-- START Recorded data --
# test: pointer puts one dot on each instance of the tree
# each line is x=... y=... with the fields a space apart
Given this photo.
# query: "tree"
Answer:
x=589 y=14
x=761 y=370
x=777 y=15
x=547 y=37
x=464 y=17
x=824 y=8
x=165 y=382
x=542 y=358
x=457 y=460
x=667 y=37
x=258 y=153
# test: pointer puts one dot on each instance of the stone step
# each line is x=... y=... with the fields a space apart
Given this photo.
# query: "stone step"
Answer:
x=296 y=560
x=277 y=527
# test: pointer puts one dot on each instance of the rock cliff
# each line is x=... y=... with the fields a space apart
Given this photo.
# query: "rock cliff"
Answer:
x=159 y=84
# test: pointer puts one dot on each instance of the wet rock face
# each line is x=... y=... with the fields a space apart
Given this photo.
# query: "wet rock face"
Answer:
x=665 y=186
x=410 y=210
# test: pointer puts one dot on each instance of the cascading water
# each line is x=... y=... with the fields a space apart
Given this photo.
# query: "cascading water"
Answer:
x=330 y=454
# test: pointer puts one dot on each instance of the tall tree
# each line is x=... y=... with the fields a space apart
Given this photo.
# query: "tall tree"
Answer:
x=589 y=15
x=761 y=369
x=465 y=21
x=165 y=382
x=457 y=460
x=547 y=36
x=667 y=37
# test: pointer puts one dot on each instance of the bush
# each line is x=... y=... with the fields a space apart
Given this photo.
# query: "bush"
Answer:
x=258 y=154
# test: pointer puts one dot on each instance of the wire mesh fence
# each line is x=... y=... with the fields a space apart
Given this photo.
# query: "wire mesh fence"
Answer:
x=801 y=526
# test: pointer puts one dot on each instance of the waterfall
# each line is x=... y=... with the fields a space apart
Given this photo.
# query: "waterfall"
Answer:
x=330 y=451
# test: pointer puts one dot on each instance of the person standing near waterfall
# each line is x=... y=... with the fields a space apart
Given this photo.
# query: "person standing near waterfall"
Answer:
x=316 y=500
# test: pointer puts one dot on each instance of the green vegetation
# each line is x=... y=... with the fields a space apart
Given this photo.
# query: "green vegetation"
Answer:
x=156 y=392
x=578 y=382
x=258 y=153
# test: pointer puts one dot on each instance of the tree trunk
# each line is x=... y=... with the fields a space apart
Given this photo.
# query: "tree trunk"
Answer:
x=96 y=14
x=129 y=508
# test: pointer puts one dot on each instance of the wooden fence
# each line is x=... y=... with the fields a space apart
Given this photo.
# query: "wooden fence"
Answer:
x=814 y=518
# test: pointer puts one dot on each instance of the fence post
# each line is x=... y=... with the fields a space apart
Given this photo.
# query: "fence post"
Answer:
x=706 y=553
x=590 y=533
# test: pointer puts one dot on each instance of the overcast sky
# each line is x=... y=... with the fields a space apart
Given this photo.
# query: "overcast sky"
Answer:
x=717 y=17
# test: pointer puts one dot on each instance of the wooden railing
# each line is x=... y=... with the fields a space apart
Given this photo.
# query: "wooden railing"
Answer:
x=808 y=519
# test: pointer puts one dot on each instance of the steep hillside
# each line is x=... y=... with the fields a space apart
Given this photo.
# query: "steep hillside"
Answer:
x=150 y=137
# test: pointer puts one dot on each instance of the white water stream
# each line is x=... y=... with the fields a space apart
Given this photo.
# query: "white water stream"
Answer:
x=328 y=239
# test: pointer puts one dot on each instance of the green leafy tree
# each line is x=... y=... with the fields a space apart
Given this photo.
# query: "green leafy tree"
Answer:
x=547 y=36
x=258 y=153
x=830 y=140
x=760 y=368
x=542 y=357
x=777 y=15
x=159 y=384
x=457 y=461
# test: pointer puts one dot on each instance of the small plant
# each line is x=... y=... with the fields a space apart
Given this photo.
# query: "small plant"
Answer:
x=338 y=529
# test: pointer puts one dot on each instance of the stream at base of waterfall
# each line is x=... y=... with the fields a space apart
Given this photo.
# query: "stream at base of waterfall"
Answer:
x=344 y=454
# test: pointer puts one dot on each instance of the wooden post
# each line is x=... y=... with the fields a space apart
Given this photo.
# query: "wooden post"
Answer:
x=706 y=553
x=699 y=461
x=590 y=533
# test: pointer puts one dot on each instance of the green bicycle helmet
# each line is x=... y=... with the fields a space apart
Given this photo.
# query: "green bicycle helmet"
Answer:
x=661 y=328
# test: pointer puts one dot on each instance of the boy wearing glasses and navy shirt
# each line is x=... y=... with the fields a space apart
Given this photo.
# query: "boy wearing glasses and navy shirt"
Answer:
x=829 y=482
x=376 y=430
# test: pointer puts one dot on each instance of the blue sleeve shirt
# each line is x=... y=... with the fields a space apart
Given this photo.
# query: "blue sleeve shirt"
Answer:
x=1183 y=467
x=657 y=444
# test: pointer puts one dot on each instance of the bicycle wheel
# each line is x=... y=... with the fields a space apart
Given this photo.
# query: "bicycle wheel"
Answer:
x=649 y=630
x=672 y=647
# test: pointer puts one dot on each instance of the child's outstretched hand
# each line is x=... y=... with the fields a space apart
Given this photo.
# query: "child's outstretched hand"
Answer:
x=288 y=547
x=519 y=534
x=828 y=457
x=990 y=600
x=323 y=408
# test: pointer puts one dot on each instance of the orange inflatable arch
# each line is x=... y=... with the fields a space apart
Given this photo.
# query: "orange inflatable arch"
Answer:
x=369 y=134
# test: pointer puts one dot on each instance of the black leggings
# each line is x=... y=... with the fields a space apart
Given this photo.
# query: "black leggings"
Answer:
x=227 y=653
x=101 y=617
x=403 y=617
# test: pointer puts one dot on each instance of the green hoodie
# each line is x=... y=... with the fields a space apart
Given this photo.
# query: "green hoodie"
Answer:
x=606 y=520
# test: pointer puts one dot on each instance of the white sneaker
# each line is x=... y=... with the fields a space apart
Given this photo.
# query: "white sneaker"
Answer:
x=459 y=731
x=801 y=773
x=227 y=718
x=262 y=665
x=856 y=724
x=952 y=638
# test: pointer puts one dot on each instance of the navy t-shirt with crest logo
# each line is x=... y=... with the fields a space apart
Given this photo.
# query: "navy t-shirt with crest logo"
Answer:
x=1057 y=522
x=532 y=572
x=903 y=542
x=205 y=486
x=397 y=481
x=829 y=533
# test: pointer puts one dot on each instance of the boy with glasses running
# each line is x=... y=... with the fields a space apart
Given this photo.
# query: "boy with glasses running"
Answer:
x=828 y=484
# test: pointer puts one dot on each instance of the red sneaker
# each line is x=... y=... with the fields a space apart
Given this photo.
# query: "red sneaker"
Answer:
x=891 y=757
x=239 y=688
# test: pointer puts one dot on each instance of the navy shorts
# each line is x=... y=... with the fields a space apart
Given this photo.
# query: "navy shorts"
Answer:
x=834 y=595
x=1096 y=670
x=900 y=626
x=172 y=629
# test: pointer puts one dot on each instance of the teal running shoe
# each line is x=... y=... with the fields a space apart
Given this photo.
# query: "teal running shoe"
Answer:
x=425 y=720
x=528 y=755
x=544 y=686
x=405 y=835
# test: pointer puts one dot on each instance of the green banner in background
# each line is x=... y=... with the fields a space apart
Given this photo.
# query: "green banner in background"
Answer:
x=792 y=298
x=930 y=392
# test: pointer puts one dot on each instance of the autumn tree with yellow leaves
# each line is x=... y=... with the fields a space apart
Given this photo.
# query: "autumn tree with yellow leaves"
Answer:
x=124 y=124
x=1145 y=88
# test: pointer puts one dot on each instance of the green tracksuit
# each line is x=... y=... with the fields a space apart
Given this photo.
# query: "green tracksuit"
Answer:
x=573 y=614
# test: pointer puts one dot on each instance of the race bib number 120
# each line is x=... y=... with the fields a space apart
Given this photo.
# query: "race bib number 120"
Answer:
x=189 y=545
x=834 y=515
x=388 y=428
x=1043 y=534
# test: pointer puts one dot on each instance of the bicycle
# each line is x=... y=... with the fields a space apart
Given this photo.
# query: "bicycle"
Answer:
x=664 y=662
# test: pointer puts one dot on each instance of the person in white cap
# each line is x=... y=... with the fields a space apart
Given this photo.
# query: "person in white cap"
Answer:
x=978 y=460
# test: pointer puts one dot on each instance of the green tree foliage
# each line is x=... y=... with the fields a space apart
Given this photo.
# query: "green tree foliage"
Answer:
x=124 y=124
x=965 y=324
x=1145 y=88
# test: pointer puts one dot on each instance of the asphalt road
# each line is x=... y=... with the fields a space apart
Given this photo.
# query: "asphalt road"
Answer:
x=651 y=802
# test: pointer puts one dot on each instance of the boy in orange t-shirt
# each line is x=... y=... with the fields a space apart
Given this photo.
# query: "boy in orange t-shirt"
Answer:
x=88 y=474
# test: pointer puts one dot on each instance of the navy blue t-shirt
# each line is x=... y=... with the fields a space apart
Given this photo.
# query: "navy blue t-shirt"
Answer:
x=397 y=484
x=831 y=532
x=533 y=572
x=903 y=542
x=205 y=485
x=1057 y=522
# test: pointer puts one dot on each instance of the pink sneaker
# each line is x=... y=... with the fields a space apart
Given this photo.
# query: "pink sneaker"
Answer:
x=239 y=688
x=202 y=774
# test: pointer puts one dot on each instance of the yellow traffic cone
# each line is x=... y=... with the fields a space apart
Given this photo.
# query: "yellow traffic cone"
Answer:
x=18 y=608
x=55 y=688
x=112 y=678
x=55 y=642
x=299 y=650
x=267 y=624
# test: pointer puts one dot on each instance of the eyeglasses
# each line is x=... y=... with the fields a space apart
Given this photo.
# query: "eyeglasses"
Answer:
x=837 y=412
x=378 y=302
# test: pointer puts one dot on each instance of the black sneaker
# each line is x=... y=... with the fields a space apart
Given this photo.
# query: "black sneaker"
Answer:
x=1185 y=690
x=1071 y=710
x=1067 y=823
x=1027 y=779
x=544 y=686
-- END Recorded data --
Brief: Turn everything from the start of the material above down to the line containing "x=277 y=527", inclusive, into a JSON list of strings with one string per line and no blank lines.

Expected answer:
[
  "# test: pointer puts one dot on each instance of the tree",
  "# each line is x=... y=... with the fields a space apart",
  "Given this photo.",
  "# query: \"tree\"",
  "Answer:",
  "x=589 y=14",
  "x=761 y=370",
  "x=777 y=15",
  "x=547 y=37",
  "x=464 y=17",
  "x=824 y=8",
  "x=165 y=382",
  "x=542 y=358",
  "x=457 y=460",
  "x=667 y=37",
  "x=258 y=153",
  "# test: pointer puts one dot on each instance of the stone step",
  "# each line is x=... y=... with the fields a space apart",
  "Given this photo.",
  "# query: \"stone step\"",
  "Answer:",
  "x=296 y=560",
  "x=277 y=527"
]